Alıştırma Seti -
**A.** Sığır eti fiyatlarıyla ilgili metinden "Bunlar gerçekleşene kadar" ile "bir azalma olmayacak." arasındaki kısmı, bu iki ifade de dahil olmak üzere hiçbir değişiklik yapmadan kopyalayın.
**B.** Büyükbaş hayvan sayısının azaltılmasını anlatan metni, son cümlesinden sonra devam ettirerek yazın.

Bunlar gerçekleşene kadar boş duracak değiller elbette…
Çiftliklerin küçültülmesi için büyükbaş hayvan sayısının azaltılması planlanıyor. Genç inekler, daha az et içerdikleri için bu düzenlemenin dışında tutulacak. Azaltma işlemine, daha fazla et içeren olgun ineklerden başlanacak. Bu stratejiyle, piyasada et miktarı azalacak ve sığır eti fiyatları etkin bir şekilde yükselecek. Elde edilecek gelir oldukça fazla olacak. Devlet sübvansiyonları, tüketicilerin eti uygun fiyata almalarını bir süreliğine sağlayacak ve bu sübvansiyonların maliyeti dolaylı olarak yine halkın ödediği vergilerle karşılanacak. Böylece, küresel elitlerin hedeflediği kazançlarda bir azalma olmayacak.

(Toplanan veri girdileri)
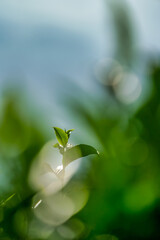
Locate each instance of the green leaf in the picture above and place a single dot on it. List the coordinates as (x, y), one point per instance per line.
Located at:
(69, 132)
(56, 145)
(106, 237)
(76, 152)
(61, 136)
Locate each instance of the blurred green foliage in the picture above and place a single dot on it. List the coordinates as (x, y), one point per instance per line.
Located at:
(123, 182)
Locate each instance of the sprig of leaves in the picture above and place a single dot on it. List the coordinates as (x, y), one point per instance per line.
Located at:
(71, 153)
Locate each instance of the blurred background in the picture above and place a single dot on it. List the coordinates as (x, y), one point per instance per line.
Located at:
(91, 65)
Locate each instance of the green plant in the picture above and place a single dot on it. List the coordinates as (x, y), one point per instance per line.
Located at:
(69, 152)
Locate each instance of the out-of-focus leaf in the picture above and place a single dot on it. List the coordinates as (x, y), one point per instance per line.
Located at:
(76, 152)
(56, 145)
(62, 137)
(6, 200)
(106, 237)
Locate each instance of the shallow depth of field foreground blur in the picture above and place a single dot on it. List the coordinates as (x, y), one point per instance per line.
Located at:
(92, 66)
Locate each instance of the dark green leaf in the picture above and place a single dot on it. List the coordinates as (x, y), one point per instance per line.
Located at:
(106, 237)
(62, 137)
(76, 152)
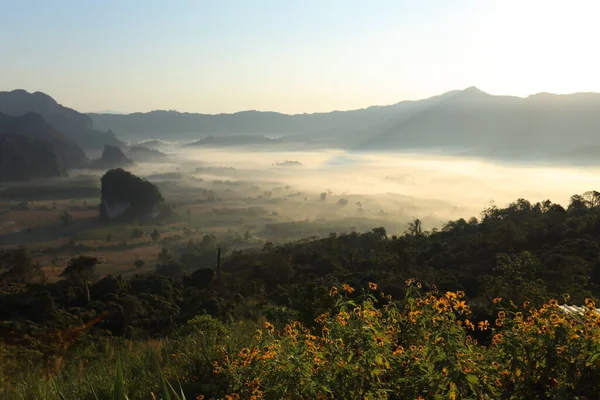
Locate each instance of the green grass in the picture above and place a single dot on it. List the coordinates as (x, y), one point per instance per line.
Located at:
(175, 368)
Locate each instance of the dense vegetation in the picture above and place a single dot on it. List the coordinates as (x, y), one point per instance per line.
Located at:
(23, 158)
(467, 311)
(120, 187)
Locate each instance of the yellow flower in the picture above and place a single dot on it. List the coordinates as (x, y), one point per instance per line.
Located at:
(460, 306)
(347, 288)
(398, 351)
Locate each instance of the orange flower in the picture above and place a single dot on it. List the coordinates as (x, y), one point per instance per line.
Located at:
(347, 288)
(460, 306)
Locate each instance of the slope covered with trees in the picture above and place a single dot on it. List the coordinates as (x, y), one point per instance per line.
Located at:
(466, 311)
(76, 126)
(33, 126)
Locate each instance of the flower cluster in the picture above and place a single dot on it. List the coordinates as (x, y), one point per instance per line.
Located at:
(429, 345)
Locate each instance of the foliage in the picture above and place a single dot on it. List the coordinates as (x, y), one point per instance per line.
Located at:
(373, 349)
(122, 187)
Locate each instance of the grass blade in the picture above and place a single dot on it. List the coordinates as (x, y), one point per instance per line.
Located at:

---

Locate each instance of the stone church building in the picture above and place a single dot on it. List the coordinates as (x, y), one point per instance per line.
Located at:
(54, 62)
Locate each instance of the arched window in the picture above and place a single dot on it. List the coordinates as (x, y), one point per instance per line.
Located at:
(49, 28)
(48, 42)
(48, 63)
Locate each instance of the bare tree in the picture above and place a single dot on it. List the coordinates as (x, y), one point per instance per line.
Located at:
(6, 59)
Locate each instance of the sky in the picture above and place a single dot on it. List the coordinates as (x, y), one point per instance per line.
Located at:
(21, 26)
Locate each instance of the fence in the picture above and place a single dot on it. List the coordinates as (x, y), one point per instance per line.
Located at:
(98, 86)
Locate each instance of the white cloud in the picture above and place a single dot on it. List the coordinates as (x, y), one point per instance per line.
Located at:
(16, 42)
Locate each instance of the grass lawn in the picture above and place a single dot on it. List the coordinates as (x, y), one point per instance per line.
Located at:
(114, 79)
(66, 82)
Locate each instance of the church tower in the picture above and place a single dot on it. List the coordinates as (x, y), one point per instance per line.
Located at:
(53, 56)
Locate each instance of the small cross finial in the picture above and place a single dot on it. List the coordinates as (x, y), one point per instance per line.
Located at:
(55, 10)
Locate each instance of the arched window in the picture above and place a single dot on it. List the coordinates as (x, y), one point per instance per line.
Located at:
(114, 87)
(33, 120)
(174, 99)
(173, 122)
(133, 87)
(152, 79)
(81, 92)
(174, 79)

Yanıtlar -
**A.**
Bunlar gerçekleşene kadar boş duracak değiller elbette…
Çiftliklerin küçültülmesi için büyükbaş hayvan sayısının azaltılması planlanıyor. Genç inekler, daha az et içerdikleri için bu düzenlemenin dışında tutulacak. Azaltma işlemine, daha fazla et içeren olgun ineklerden başlanacak. Bu stratejiyle, piyasada et miktarı azalacak ve sığır eti fiyatları etkin bir şekilde yükselecek. Elde edilecek gelir oldukça fazla olacak. Devlet sübvansiyonları, tüketicilerin eti uygun fiyata almalarını bir süreliğine sağlayacak ve bu sübvansiyonların maliyeti dolaylı olarak yine halkın ödediği vergilerle karşılanacak. Böylece, küresel elitlerin hedeflediği kazançlarda bir azalma olmayacak.

**B.**
Bu süreçte odak noktası çiftçiler olacaktır. Çiftliklerini küçültmeleri durumunda zarar etmemeleri için devlet tarafından teşvikler ve yardımlar sağlanacak. Çiftçiler bu yardımlara bağımlı hale geldikten sonra, ilerleyen zamanlarda teşvikler ve yardımlar sonlandırılacak. Bu sayede Küresel Elitlerin kontrolünde tek bir tarım sistemi oluşturulmuş olacak.
Türkiye de bu senaryoların benzerleri hayata geçirilir mi?
Bu senaryonun Türkiye’de uygulanıp uygulanmayacağı sorusuna yanıt oldukça açık; eğer Birleşmiş Milletler ve bağlı kuruluşlarının ofis sayısı artarsa, bu senaryonun hayata geçirilmesi mümkün olacaktır.
Bu makale; insanlığın onuruna ve özgürlüğüne değer veren her bireyin bilmesi gereken kritik meseleleri ele alırken, küresel elitlerin ve dünyanın dört bir yanına dağılmış işbirlikçilerinin “yenilmez” olduğu yanılgısını oluşturmak değildir, aksine insanlar izin vermediği müddetçe insanlık aleyhine olan “Büyük Sıfırlama” gibi hedeflerini asla başaramayacakları gerçeğini ortaya koymaktır. Bunlara izin vermemek, onlar için kötü haberlerin başlangıcı olacaktır.
SADİ ÖZGÜL
Guwuste.com
Kalk ve uyar! Kötülüğe de dur de!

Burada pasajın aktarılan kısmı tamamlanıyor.